───── Documento de origem ─────
A passagem do aniversário de 49 anos da professora Ivanete Bernardi, de Bento Gonçalves, poderia ser lembrada como mais um dia que começou apenas com sua rotina medicamentosa em um dos leitos do Hospital Tacchini. Isto porque a professora de língua inglesa está internada desde 27 de fevereiro, quando recebeu exames no pronto-atendimento que confirmaram o diagnóstico de leucemia mieloide aguda. Por isso, quando tomou forças para levantar do leito e caminhar até a janela do quarto na manhã desta segunda-feira, Ivanete se assustou. Debruçou-se na janela e encontrou cerca de 300 alunos e professores da escola - onde leciona há quase uma década - enfileirados no pátio do Hospital Tacchini. Eles aguardavam a aparição da professora para cantar parabéns e mostrar faixas com dizeres de carinho e motivação.
— Eu estava de pijama, cabelo desarrumado, não fazia ideia do que estava acontecendo. Foi a maior surpresa da minha vida, eu não fazia ideia. Quando descobri a leucemia, eu me dei o direito de chorar por 30 segundos ao ver meu filho triste. Hoje, eu chorei com vontade. Mas de alegria — narra a professora.
───── Material fornecido ─────
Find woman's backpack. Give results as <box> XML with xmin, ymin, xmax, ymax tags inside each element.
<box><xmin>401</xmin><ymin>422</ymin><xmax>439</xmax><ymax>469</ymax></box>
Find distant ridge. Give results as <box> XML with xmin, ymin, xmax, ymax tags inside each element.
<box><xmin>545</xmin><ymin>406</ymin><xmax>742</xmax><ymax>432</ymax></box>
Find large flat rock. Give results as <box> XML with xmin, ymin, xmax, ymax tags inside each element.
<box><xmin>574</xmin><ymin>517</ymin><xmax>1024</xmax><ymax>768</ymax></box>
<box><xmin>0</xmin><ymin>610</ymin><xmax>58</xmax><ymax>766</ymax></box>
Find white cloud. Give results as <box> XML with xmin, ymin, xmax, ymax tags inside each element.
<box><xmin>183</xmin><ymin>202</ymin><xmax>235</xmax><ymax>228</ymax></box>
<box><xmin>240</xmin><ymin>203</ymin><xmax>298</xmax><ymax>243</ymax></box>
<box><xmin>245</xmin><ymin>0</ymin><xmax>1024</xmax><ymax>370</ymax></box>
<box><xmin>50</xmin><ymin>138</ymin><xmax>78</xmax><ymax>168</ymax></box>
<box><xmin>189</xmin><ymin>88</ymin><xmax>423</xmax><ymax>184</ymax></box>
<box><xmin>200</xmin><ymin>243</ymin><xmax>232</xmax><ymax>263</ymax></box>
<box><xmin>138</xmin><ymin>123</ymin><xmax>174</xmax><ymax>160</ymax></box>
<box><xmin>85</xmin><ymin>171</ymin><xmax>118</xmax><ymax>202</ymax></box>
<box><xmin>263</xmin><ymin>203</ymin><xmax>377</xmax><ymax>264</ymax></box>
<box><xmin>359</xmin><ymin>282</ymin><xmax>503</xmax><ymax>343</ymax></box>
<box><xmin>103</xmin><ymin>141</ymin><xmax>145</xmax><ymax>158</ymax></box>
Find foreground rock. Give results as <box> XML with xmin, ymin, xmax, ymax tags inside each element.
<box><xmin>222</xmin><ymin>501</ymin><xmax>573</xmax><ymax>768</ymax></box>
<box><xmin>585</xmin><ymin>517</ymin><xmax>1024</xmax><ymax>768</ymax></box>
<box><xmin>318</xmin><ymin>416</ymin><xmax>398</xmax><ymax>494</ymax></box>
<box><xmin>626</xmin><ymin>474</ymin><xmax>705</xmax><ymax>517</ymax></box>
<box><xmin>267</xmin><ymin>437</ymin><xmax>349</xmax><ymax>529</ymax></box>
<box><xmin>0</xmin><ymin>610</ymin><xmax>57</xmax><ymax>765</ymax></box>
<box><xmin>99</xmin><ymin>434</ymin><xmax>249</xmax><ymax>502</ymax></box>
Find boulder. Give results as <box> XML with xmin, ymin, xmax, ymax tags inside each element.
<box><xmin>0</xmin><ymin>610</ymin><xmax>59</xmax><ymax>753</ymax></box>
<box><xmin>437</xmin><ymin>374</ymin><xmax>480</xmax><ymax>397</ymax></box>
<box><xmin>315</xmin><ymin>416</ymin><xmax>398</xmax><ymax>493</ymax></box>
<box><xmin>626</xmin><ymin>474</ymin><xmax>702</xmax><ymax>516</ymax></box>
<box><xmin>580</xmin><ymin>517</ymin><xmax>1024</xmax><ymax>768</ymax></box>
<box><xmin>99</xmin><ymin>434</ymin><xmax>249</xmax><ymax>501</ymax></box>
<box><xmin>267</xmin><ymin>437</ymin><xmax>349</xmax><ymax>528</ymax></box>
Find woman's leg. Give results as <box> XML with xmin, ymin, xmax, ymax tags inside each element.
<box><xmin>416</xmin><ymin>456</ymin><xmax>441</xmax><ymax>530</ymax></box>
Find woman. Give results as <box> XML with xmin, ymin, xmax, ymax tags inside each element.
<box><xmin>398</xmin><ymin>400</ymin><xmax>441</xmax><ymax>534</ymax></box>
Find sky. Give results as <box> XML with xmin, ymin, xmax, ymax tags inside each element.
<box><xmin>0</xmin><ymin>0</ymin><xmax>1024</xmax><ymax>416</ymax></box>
─────
(O que se pede) De acordo com o texto sobre a professora Ivanete Bernardi, desde que data ela está internada no Hospital Tacchini? As linhas provêm de uma fonte distinta do documento de origem.

(Resposta escrita) Desde 27 de fevereiro.